In the target model, employees are fundamentally considered assets, and the work and the work environment (i.e., the work activities) are designed to engage and invest in those assets.  The result is a new flow within an organization that works to reinforce positive outputs and outcomes.

Employee engagement is the key output to achieving this positive and reinforcing flow.  The key to employee engagement, however, is work with meaning and purpose.

“The key to employee engagement is work with meaning and purpose.”

-Peter C. Atherton    

An organization can contribute to this with an attractive mission, vision, and values statement… but it also needs to deliver.  If the realities of the office don’t resemble the promises, or, if for one reason or another, these are not lived by or lived by consistently, there won’t be a desirable work environment and there won’t be successful employee engagement.  In terms of engagement that works; “If you’re going to talk the talk, you’ve got to walk the walk.”

For most organizations to achieve the type of engagement that can create the positive and reinforcing flow, they will need to have several elements in place:

1

First, they will need a strong and attractive mission, vision, and values statement;

2

second, they will need to live by it, even if that means redesigning the workplace;

3

and third, they will need to go deeper to better understand their employees.

> **Brief 1**: In the passage on employee engagement, what is the key to employee engagement?
> **Brief 2**: Repeat the passage on employee engagement word for word, from "In the target" to "however, is work with meaning and purpose.".
> **Brief 3**: Carry on writing the passage on employee engagement, starting right after its last sentence.

> **Supplied data**:

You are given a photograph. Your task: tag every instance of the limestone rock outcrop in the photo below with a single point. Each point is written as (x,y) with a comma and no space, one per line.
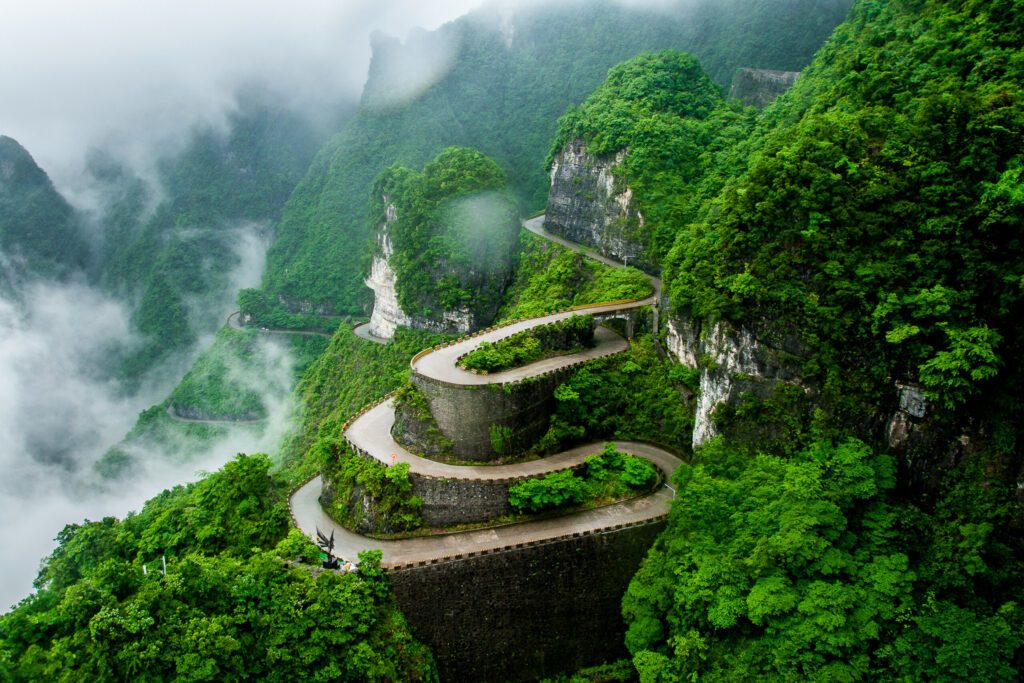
(587,205)
(731,360)
(387,313)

> **Task output 1**: Work with meaning and purpose.

> **Task output 2**:
In the target model, employees are fundamentally considered assets, and the work and the work environment (i.e., the work activities) are designed to engage and invest in those assets.  The result is a new flow within an organization that works to reinforce positive outputs and outcomes.

Employee engagement is the key output to achieving this positive and reinforcing flow.  The key to employee engagement, however, is work with meaning and purpose.

> **Task output 3**:
 

This brings us to the other perspective:

Engagement for Employees: For employees, engagement at work is both a state of mind and being that is influenced by the realities we face in work and life.

This is where organizations need to advance the most in terms of engagement.  Top organizations better understand, look to improve, and then leverage the realities of their employees toward work with greater meaning and purpose for them.

One of the realities is that, as we progress in life, our interests and passions change and evolve – especially as we enter new work and life seasons… and what we find meaningful and purposeful also changes and evolves.

Individually, our ability to see and understand these changes is determinant to both our engagement at the office and our contentedness in life.

Organizationally, our “employee-awareness” will determine our ability to adapt to both accommodate the changes in interests and passions to encourage engagement as well as the organization’s ability to leverage and grow through these changes.

For example, during the early portions of our adult life, excelling to master our craft, make a name, and provide for ourselves and our families is both an interest and a passion for most high-achieving professionals and business owners.  Excelling in this context is also something we likely found purpose in.  But… life, families, circumstances, and perspectives change.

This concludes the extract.